Extracted information:
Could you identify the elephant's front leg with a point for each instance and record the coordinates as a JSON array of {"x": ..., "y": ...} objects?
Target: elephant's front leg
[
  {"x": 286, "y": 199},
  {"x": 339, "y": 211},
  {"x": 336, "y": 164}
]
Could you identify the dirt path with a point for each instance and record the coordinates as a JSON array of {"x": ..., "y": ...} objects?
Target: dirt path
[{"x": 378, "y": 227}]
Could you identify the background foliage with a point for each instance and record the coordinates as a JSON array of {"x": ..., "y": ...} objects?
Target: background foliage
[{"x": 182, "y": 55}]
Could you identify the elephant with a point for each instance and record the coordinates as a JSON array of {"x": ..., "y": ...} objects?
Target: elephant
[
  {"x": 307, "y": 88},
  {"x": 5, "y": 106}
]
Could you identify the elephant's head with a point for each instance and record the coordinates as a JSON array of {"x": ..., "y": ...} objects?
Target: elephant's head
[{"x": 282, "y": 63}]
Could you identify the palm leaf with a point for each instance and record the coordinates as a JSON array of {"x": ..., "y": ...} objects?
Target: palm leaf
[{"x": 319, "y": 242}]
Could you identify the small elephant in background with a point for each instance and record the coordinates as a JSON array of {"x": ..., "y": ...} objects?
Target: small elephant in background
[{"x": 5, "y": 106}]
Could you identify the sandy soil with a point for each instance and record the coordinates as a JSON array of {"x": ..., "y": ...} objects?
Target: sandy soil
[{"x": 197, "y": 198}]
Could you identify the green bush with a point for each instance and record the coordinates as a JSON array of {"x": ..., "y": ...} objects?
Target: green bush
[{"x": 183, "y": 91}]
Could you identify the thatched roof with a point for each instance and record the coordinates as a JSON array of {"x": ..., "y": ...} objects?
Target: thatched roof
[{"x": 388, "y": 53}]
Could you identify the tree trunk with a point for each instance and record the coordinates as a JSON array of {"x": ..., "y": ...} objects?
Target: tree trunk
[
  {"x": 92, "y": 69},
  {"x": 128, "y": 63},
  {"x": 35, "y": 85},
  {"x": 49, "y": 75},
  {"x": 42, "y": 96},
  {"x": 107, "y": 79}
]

Required task: Set down, word for word, every line from the line that holds "Could you identify the elephant's head" to the end of the entries above, including both ends.

Response:
Could you identify the elephant's head with a point for each instance and record the coordinates as a JSON array of {"x": ..., "y": ...} objects?
Target: elephant's head
[{"x": 282, "y": 63}]
Could you identify the palm leaf with a point for each instance and record the coordinates as a JSON array of {"x": ..., "y": ...} objects?
Target: palm leaf
[{"x": 319, "y": 242}]
Could you identify the small elephant in background with a point for each instance and record the coordinates as a JSON array of {"x": ..., "y": ...} objects?
Target: small elephant in background
[{"x": 5, "y": 106}]
Could you identify the sandy soil with a point for each instance and record the coordinates as a JSON array of {"x": ..., "y": ...} objects?
Target: sandy soil
[{"x": 197, "y": 198}]
Could you identify the green bush with a point for each instance and record the coordinates as a JSON array of {"x": ..., "y": ...} objects?
Target: green bush
[{"x": 183, "y": 91}]
Could you identify the thatched roof with a point for each instance and record the coordinates as a JSON array of {"x": ..., "y": ...} objects?
Target: thatched roof
[{"x": 388, "y": 53}]
Could you identify the tree trunk with a point for each instance and record the coordinates as a JSON array of {"x": ..., "y": ...} objects?
Target: tree trunk
[
  {"x": 92, "y": 69},
  {"x": 128, "y": 63},
  {"x": 35, "y": 85},
  {"x": 49, "y": 75},
  {"x": 42, "y": 96},
  {"x": 107, "y": 79}
]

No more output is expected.